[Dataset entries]
══════════

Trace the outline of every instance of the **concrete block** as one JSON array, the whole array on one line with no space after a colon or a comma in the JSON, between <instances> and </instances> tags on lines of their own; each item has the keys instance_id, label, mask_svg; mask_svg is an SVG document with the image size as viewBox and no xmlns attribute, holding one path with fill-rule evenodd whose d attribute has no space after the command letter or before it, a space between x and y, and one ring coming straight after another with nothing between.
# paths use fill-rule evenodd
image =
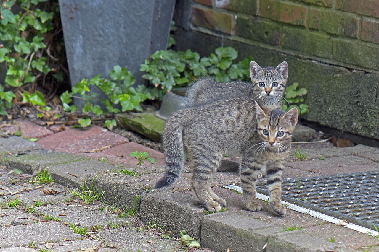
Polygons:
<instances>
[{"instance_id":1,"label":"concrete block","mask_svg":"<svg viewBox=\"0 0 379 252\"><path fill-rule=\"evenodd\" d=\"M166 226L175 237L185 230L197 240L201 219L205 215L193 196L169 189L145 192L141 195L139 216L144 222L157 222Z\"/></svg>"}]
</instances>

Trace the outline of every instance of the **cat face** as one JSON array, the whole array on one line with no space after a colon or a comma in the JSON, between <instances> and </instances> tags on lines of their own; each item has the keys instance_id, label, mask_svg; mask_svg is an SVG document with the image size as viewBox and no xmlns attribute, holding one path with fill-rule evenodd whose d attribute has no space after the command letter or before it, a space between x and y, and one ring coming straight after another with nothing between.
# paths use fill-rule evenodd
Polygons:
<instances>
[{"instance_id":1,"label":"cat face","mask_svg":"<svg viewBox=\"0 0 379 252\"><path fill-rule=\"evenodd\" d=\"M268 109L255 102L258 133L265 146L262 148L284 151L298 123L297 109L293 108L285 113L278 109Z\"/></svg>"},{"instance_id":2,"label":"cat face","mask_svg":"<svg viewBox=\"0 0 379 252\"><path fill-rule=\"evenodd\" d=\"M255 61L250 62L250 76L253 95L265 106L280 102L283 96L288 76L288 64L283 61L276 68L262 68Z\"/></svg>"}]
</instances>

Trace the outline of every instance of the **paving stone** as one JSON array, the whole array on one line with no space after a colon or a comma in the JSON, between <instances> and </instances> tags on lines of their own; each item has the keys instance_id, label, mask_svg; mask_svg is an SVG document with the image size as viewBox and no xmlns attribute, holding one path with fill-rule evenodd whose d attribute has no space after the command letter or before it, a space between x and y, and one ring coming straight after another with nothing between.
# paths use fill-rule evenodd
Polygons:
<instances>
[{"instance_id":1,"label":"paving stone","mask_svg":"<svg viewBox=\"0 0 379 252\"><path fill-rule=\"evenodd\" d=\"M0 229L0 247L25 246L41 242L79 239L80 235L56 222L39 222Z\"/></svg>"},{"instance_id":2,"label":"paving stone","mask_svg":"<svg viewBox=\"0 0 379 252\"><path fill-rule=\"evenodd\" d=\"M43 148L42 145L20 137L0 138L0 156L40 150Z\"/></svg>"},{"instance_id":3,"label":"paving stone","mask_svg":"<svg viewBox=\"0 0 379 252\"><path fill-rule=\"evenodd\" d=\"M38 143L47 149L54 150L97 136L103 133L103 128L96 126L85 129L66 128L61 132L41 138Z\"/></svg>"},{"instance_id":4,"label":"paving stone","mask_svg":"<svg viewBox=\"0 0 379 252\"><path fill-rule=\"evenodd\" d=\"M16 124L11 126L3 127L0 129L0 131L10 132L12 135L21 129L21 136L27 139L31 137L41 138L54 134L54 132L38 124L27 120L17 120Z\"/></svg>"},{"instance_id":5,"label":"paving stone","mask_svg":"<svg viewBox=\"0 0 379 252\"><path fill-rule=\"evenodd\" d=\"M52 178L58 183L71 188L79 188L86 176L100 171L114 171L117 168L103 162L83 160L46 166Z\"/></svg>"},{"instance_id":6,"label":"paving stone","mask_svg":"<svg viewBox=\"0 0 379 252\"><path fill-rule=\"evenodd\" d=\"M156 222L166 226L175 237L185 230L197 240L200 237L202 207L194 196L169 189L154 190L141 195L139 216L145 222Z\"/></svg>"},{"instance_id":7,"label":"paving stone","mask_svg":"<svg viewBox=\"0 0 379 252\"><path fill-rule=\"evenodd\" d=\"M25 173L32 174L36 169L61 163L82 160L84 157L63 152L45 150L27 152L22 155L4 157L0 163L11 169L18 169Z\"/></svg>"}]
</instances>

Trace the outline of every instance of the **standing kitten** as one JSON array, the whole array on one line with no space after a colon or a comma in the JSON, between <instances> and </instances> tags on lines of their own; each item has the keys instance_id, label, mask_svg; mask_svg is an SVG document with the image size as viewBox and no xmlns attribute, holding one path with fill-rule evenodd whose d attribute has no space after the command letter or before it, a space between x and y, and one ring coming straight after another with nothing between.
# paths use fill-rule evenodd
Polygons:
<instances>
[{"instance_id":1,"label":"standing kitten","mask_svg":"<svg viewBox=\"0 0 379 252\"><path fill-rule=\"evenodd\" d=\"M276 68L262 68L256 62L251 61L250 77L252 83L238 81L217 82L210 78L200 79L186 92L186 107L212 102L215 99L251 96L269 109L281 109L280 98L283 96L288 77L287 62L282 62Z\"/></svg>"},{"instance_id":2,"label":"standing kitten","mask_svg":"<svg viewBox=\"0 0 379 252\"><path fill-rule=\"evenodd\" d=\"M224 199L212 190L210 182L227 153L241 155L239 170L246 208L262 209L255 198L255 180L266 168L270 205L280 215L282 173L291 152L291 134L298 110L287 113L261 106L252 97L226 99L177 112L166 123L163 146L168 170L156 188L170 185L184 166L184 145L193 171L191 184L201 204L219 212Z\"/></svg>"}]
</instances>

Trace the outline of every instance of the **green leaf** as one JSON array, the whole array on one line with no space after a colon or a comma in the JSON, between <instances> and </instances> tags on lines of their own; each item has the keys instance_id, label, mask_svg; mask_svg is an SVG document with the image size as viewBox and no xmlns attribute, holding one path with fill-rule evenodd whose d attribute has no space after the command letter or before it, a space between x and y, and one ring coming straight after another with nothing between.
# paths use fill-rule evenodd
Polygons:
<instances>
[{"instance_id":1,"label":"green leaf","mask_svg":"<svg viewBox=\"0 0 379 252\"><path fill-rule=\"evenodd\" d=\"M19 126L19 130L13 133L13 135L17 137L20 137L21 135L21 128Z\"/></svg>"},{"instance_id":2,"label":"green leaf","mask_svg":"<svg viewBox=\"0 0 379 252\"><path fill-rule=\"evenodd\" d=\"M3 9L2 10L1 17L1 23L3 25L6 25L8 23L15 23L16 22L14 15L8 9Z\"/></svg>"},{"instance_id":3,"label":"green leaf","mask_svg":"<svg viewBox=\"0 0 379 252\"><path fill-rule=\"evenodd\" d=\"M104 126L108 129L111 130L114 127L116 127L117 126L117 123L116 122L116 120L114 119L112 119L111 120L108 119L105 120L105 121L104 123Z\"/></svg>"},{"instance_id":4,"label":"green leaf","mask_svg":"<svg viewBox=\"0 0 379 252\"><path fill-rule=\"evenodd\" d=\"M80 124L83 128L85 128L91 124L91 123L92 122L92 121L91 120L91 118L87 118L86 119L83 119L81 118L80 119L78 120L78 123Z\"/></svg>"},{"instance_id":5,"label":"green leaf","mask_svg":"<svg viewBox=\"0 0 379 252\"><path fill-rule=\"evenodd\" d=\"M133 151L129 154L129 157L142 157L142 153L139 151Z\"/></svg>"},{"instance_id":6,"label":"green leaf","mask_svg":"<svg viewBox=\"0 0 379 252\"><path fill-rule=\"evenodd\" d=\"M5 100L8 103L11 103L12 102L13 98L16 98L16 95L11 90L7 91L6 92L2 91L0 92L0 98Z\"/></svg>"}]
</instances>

══════════

## Directions for this task
Format every line of the data above as a Markdown table with the columns "No." and "Text", numbering the rows and skipping blank lines. Omit the pictures from the table.

## Correct output
| No. | Text |
|---|---|
| 1 | Trace the outline of every instance of the **concrete block** as one JSON array, the whole array on one line with no space after a colon or a comma in the JSON, between <instances> and </instances> tags on lines of their own; each item has the keys instance_id, label, mask_svg; mask_svg is an SVG document with the image size as viewBox and no xmlns attribute, holding one path with fill-rule evenodd whose d attribute has no space after the command letter or before it, a space between x and y, and one ring coming straight after another with nothing between. |
| 2 | # paths use fill-rule evenodd |
| 3 | image = |
| 4 | Polygons: |
| 5 | <instances> |
| 6 | [{"instance_id":1,"label":"concrete block","mask_svg":"<svg viewBox=\"0 0 379 252\"><path fill-rule=\"evenodd\" d=\"M166 226L175 237L185 230L197 240L201 219L205 215L193 196L169 189L145 192L141 195L139 216L144 222L157 222Z\"/></svg>"}] |
| 7 | </instances> |
| 8 | Trace the outline of every instance of the **cat face** as one JSON array, the whole array on one line with no space after a colon or a comma in the JSON, between <instances> and </instances> tags on lines of their own; each item has the keys instance_id, label, mask_svg; mask_svg is an SVG document with the image size as viewBox and no xmlns attribute, holding one path with fill-rule evenodd whose d attribute has no space after the command letter or before it, a space between x and y, and one ring coming straight after another with nothing between. |
| 9 | # paths use fill-rule evenodd |
| 10 | Polygons: |
| 11 | <instances> |
| 12 | [{"instance_id":1,"label":"cat face","mask_svg":"<svg viewBox=\"0 0 379 252\"><path fill-rule=\"evenodd\" d=\"M268 109L255 102L258 133L265 146L262 148L284 151L298 123L297 109L293 108L285 113L278 109Z\"/></svg>"},{"instance_id":2,"label":"cat face","mask_svg":"<svg viewBox=\"0 0 379 252\"><path fill-rule=\"evenodd\" d=\"M255 61L250 62L250 76L253 95L265 106L280 102L283 96L288 76L288 64L283 61L276 68L262 68Z\"/></svg>"}] |
| 13 | </instances> |
| 14 | Trace the outline of every instance of the **paving stone** as one JSON array, the whole array on one line with no space after a colon or a comma in the JSON, between <instances> and </instances> tags on lines of their own; each item has the keys instance_id, label, mask_svg; mask_svg is an SVG document with the image size as viewBox and no xmlns attribute, holding one path with fill-rule evenodd whose d attribute has no space after the command letter or before it, a space between x and y, and one ring coming straight after another with nothing between. |
| 15 | # paths use fill-rule evenodd |
| 16 | Polygons: |
| 17 | <instances> |
| 18 | [{"instance_id":1,"label":"paving stone","mask_svg":"<svg viewBox=\"0 0 379 252\"><path fill-rule=\"evenodd\" d=\"M0 229L0 247L25 246L41 242L79 239L80 235L56 222L39 222Z\"/></svg>"},{"instance_id":2,"label":"paving stone","mask_svg":"<svg viewBox=\"0 0 379 252\"><path fill-rule=\"evenodd\" d=\"M43 148L42 145L20 137L0 138L0 156L40 150Z\"/></svg>"},{"instance_id":3,"label":"paving stone","mask_svg":"<svg viewBox=\"0 0 379 252\"><path fill-rule=\"evenodd\" d=\"M38 143L47 149L54 150L97 136L103 133L103 128L96 126L85 129L66 128L61 132L41 138Z\"/></svg>"},{"instance_id":4,"label":"paving stone","mask_svg":"<svg viewBox=\"0 0 379 252\"><path fill-rule=\"evenodd\" d=\"M16 124L11 126L3 127L0 129L0 131L10 132L12 135L21 129L21 136L27 139L31 137L41 138L54 134L54 132L38 124L27 120L17 120Z\"/></svg>"},{"instance_id":5,"label":"paving stone","mask_svg":"<svg viewBox=\"0 0 379 252\"><path fill-rule=\"evenodd\" d=\"M52 178L58 183L71 188L79 188L86 176L100 171L114 171L117 168L103 162L83 160L46 166Z\"/></svg>"},{"instance_id":6,"label":"paving stone","mask_svg":"<svg viewBox=\"0 0 379 252\"><path fill-rule=\"evenodd\" d=\"M156 222L166 226L175 237L185 230L197 240L200 237L202 207L194 196L169 189L154 190L141 195L139 216L145 222Z\"/></svg>"},{"instance_id":7,"label":"paving stone","mask_svg":"<svg viewBox=\"0 0 379 252\"><path fill-rule=\"evenodd\" d=\"M25 173L32 174L36 169L61 163L82 160L84 157L63 152L45 150L27 152L22 155L4 157L0 163L11 169L18 169Z\"/></svg>"}] |
| 19 | </instances> |
| 20 | Trace the outline of every instance of the **standing kitten** as one JSON array, the whole array on one line with no space after a colon or a comma in the JSON, between <instances> and </instances> tags on lines of their own; each item has the keys instance_id, label, mask_svg; mask_svg is an SVG document with the image size as viewBox and no xmlns attribute, holding one path with fill-rule evenodd whose d attribute has no space after the command letter or before it, a space between x and y, and one ring coming straight after another with nothing between. |
| 21 | # paths use fill-rule evenodd |
| 22 | Polygons: |
| 23 | <instances> |
| 24 | [{"instance_id":1,"label":"standing kitten","mask_svg":"<svg viewBox=\"0 0 379 252\"><path fill-rule=\"evenodd\" d=\"M276 68L262 68L256 62L251 61L250 77L252 83L238 81L217 82L210 78L200 79L186 92L186 107L212 102L215 99L251 96L269 109L281 109L280 98L283 96L288 77L287 62L282 62Z\"/></svg>"},{"instance_id":2,"label":"standing kitten","mask_svg":"<svg viewBox=\"0 0 379 252\"><path fill-rule=\"evenodd\" d=\"M224 199L212 190L210 182L227 153L241 155L239 170L246 208L262 209L255 198L255 180L266 168L270 205L280 215L282 173L291 152L291 134L298 110L287 113L261 106L252 97L226 99L177 112L166 123L163 146L168 170L156 188L170 185L184 166L184 145L193 171L191 184L201 204L219 212Z\"/></svg>"}] |
| 25 | </instances> |
| 26 | Trace the outline of every instance of the **green leaf** as one JSON array, the whole array on one line with no space after a colon or a comma in the JSON, between <instances> and </instances> tags on lines of their own; each item has the keys instance_id, label, mask_svg; mask_svg is an SVG document with the image size as viewBox and no xmlns attribute, holding one path with fill-rule evenodd whose d attribute has no space after the command letter or before it, a space between x and y, and one ring coming straight after another with nothing between. |
| 27 | # paths use fill-rule evenodd |
| 28 | Polygons: |
| 29 | <instances> |
| 30 | [{"instance_id":1,"label":"green leaf","mask_svg":"<svg viewBox=\"0 0 379 252\"><path fill-rule=\"evenodd\" d=\"M19 126L19 130L13 133L13 135L17 137L20 137L21 135L21 128Z\"/></svg>"},{"instance_id":2,"label":"green leaf","mask_svg":"<svg viewBox=\"0 0 379 252\"><path fill-rule=\"evenodd\" d=\"M3 9L2 10L1 17L1 23L3 25L6 25L8 23L15 23L16 22L14 15L8 9Z\"/></svg>"},{"instance_id":3,"label":"green leaf","mask_svg":"<svg viewBox=\"0 0 379 252\"><path fill-rule=\"evenodd\" d=\"M104 126L108 129L111 130L114 127L116 127L117 126L117 123L116 122L116 120L114 119L112 119L111 120L108 119L105 120L105 121L104 123Z\"/></svg>"},{"instance_id":4,"label":"green leaf","mask_svg":"<svg viewBox=\"0 0 379 252\"><path fill-rule=\"evenodd\" d=\"M80 124L83 128L85 128L91 124L91 123L92 122L92 121L91 120L91 118L87 118L86 119L83 119L81 118L80 119L78 120L78 123Z\"/></svg>"},{"instance_id":5,"label":"green leaf","mask_svg":"<svg viewBox=\"0 0 379 252\"><path fill-rule=\"evenodd\" d=\"M133 151L129 154L129 157L142 157L142 153L139 151Z\"/></svg>"},{"instance_id":6,"label":"green leaf","mask_svg":"<svg viewBox=\"0 0 379 252\"><path fill-rule=\"evenodd\" d=\"M5 100L8 103L11 103L12 102L13 98L16 98L16 95L11 90L7 91L6 92L2 91L0 92L0 98Z\"/></svg>"}] |
| 31 | </instances> |